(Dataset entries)
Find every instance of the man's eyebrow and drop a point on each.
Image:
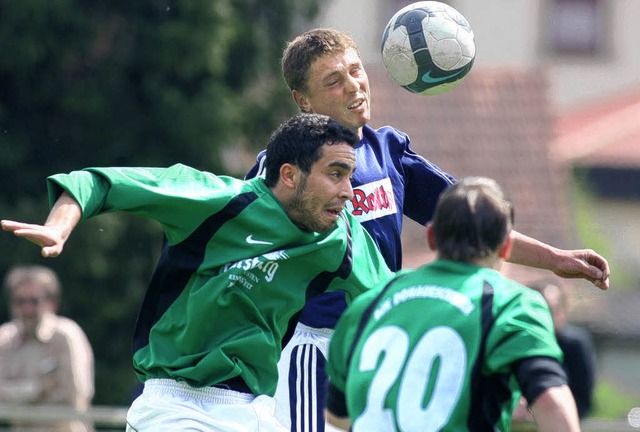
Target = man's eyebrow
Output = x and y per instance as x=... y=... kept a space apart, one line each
x=345 y=166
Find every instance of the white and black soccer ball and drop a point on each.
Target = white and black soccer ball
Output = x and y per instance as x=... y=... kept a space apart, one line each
x=428 y=47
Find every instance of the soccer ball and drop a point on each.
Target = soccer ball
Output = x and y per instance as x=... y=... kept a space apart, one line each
x=428 y=47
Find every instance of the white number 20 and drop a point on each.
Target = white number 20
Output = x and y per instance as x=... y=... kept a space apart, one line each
x=393 y=343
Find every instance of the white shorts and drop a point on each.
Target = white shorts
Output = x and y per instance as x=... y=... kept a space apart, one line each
x=168 y=405
x=302 y=380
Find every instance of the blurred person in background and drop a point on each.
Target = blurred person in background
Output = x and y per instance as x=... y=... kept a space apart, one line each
x=577 y=347
x=45 y=359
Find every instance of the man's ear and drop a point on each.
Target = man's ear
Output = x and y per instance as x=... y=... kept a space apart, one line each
x=505 y=249
x=431 y=236
x=289 y=175
x=301 y=100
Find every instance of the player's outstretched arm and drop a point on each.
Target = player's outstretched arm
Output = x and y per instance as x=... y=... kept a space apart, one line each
x=583 y=263
x=555 y=411
x=51 y=237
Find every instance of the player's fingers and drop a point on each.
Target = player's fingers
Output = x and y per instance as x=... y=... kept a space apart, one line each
x=51 y=251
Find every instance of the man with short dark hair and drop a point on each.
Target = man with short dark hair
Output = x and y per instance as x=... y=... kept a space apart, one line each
x=451 y=345
x=45 y=359
x=240 y=260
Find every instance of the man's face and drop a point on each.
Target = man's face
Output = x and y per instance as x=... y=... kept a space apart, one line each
x=28 y=304
x=320 y=196
x=338 y=87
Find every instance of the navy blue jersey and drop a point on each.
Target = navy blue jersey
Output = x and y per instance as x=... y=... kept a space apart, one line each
x=390 y=181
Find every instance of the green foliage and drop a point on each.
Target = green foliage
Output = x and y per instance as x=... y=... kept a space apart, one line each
x=129 y=83
x=589 y=232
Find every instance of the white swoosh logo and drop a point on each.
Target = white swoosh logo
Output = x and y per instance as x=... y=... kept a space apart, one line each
x=250 y=240
x=434 y=80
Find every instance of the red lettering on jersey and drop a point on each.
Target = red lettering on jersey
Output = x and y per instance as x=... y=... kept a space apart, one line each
x=363 y=204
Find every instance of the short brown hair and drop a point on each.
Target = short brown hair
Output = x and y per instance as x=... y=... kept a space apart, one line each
x=307 y=48
x=472 y=219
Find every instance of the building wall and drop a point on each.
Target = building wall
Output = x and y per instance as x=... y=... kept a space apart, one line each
x=516 y=32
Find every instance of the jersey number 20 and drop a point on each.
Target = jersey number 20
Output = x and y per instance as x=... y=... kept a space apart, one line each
x=393 y=342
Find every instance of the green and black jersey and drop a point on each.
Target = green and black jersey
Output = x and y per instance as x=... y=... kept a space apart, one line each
x=233 y=273
x=436 y=349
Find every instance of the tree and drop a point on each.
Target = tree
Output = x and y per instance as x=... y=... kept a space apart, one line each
x=142 y=83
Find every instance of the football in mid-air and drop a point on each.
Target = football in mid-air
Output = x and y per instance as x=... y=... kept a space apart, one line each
x=428 y=47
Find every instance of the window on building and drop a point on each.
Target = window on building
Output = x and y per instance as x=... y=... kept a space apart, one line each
x=577 y=27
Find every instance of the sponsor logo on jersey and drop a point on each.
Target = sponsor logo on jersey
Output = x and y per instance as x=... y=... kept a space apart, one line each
x=373 y=200
x=251 y=240
x=254 y=268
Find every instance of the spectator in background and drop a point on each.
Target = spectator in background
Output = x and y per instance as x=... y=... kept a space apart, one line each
x=45 y=359
x=577 y=346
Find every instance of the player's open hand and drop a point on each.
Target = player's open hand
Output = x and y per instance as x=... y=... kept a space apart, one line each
x=586 y=264
x=49 y=239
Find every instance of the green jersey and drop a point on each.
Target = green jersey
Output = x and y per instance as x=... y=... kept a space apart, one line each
x=233 y=274
x=435 y=350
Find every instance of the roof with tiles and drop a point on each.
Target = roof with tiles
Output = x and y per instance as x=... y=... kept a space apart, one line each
x=604 y=134
x=497 y=123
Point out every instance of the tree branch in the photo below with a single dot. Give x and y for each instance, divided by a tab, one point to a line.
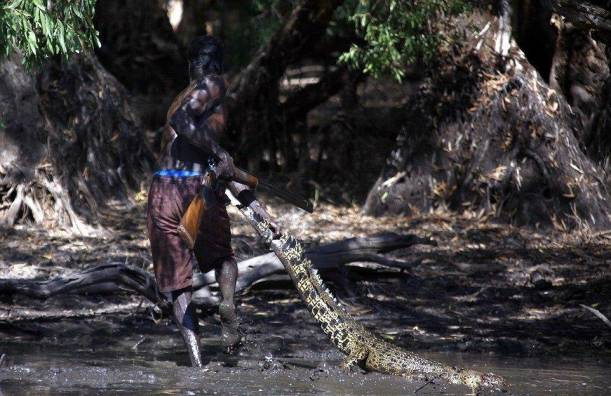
108	278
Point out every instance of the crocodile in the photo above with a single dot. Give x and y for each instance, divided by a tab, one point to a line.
362	347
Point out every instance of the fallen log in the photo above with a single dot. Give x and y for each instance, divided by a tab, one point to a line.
117	277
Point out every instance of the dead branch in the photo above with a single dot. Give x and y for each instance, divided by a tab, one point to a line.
117	277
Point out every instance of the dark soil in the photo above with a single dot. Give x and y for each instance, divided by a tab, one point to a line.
487	290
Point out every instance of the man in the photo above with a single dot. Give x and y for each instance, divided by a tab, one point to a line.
196	121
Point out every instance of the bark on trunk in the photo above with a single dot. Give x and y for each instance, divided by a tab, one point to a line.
492	137
116	277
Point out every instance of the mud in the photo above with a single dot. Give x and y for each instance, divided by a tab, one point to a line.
490	297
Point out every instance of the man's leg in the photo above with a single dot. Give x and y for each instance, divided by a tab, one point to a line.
226	274
186	320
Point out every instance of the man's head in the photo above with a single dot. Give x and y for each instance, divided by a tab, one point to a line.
205	57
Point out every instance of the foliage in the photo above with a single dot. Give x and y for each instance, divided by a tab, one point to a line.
42	28
395	33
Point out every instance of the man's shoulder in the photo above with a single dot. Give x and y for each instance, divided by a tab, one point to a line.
213	84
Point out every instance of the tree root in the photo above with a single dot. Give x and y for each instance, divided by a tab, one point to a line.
118	277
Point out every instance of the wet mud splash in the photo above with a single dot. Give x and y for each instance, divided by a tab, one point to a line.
490	297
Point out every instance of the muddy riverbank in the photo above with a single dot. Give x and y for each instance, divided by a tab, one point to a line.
489	296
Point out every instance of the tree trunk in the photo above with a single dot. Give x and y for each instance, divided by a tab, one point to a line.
68	143
492	137
114	277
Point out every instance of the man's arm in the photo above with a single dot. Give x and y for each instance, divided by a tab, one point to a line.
247	198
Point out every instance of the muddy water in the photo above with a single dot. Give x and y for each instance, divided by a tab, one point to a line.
152	361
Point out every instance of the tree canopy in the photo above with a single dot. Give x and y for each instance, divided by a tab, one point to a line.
39	29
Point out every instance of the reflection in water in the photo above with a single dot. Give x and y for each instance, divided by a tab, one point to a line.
152	365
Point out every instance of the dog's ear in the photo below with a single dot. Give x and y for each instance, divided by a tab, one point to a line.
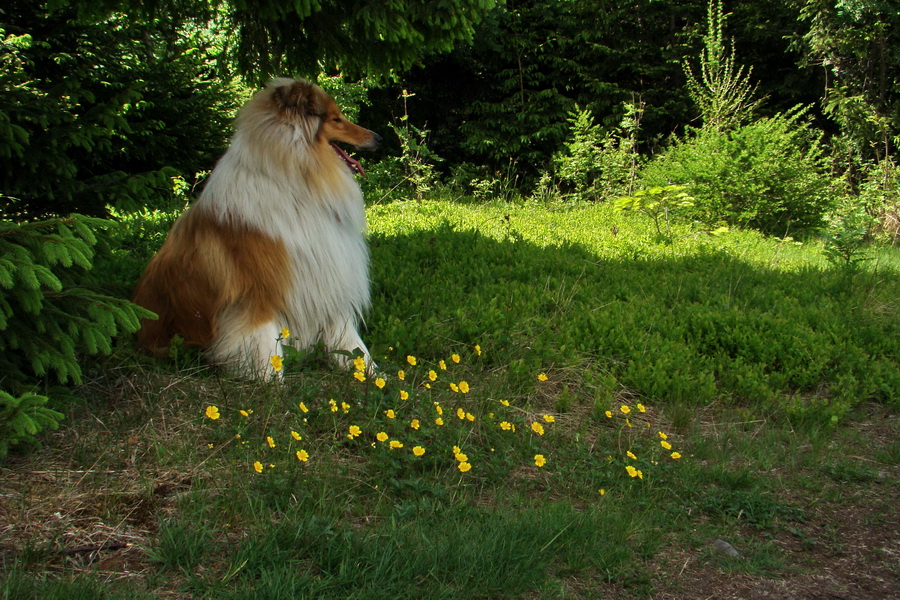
298	99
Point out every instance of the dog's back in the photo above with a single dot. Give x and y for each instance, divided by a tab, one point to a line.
275	241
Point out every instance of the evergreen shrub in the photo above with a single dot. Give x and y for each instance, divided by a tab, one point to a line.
767	175
49	316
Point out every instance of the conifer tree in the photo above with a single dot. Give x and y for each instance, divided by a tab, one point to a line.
49	317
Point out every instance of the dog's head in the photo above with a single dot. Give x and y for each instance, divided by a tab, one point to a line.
304	107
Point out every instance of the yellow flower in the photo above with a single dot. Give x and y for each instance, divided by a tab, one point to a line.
277	362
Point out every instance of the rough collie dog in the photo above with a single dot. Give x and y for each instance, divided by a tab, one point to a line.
275	242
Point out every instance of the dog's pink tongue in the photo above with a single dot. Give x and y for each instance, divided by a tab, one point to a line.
351	162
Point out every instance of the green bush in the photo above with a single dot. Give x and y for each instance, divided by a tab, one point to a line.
48	317
767	175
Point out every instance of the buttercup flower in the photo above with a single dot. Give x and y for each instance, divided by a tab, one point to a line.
277	362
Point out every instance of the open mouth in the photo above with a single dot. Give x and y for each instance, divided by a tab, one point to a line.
354	165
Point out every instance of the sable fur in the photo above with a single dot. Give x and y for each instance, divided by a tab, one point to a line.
276	240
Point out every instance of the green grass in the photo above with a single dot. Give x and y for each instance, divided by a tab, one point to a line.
773	375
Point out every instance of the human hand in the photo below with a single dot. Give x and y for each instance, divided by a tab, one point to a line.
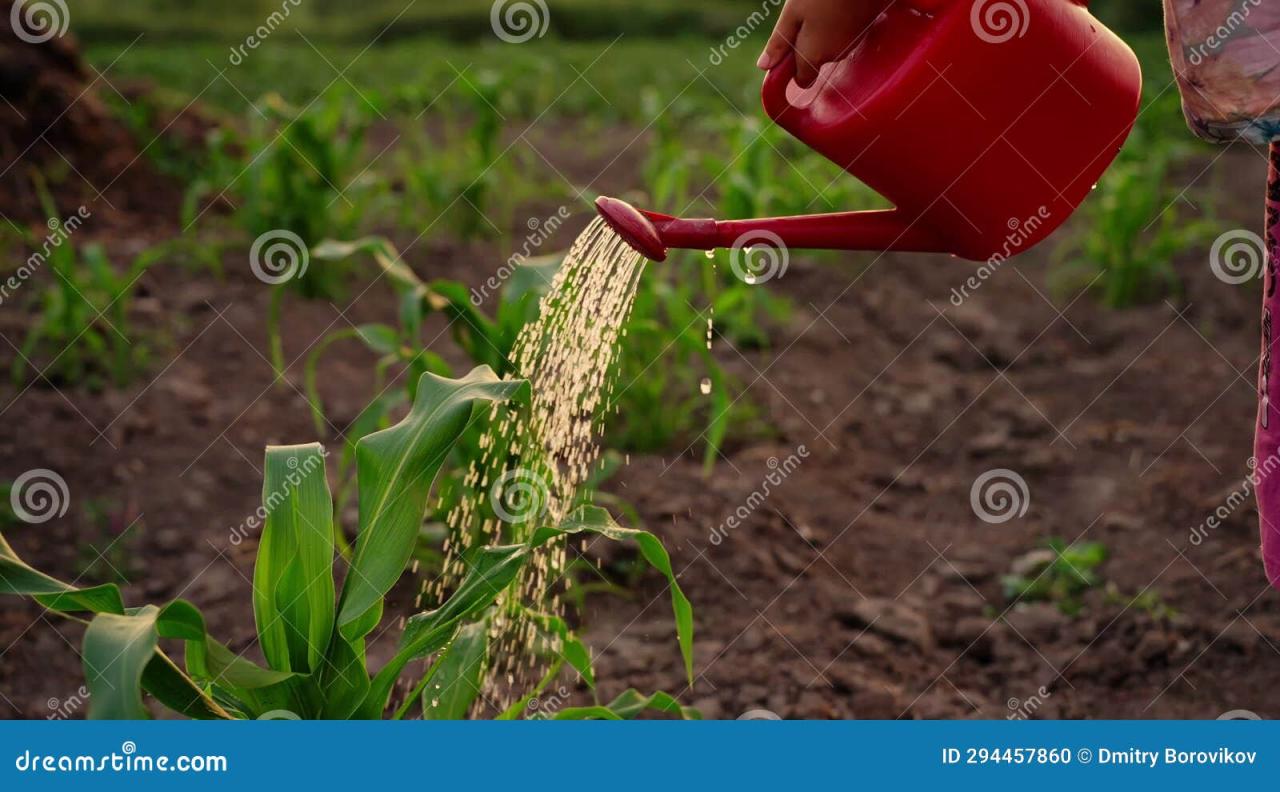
818	32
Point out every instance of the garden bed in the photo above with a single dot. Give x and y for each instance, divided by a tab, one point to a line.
863	585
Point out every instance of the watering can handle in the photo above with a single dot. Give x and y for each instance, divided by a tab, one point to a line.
775	91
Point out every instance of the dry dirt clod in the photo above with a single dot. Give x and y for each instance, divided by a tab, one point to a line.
888	618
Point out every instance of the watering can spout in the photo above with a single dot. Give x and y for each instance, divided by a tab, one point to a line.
653	234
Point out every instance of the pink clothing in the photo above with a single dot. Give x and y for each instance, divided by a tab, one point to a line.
1224	55
1226	59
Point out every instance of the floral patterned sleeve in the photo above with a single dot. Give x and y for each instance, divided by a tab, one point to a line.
1226	58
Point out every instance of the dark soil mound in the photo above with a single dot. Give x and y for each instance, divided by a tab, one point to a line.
55	129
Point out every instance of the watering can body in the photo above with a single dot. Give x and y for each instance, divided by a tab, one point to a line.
984	122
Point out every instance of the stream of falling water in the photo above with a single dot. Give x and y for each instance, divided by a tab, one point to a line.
535	461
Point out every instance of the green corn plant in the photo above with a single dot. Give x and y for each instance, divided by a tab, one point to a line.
1061	577
485	340
82	333
1132	228
310	630
304	175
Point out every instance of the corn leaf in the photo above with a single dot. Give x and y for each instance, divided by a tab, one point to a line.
18	578
594	520
117	651
457	676
627	706
490	572
571	648
155	672
293	589
396	468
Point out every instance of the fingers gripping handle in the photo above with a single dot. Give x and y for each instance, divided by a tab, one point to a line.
775	91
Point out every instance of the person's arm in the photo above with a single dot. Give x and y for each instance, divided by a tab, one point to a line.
818	32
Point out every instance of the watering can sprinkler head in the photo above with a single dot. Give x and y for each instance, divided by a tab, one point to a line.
983	164
632	225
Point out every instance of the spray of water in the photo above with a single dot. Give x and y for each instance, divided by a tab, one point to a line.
535	461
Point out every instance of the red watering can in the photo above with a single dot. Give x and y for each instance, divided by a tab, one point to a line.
984	122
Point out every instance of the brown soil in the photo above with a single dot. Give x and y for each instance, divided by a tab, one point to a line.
862	586
55	128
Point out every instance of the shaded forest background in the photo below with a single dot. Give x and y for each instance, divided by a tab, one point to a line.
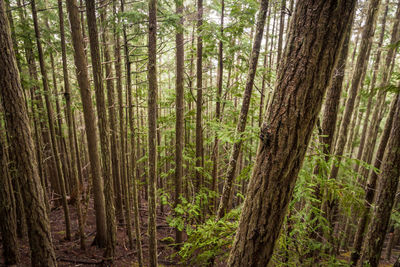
199	133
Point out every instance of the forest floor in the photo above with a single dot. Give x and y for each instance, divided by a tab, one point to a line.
68	253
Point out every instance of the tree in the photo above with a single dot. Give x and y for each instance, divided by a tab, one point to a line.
303	77
384	200
152	122
241	125
103	127
89	117
50	117
8	224
70	118
18	127
199	97
179	126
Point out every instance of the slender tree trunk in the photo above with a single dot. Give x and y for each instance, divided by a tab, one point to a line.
69	115
50	117
384	200
134	179
199	97
372	86
152	131
112	115
330	207
8	224
371	183
319	29
103	128
220	73
281	30
88	112
180	112
125	182
18	127
241	125
118	73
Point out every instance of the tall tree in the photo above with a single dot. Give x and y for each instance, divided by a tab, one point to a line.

- **Exercise**: Look back at the entries above. Retype the line with "Target = red lettering on jersey", the line with "Target = short brown hair", and all lines in between.

- **Solution**:
Target = red lettering on jersey
Output = x and y per instance as x=... y=... kept a space apart, one line each
x=363 y=204
Find every instance of the short brown hair and drop a point on each.
Target = short brown hair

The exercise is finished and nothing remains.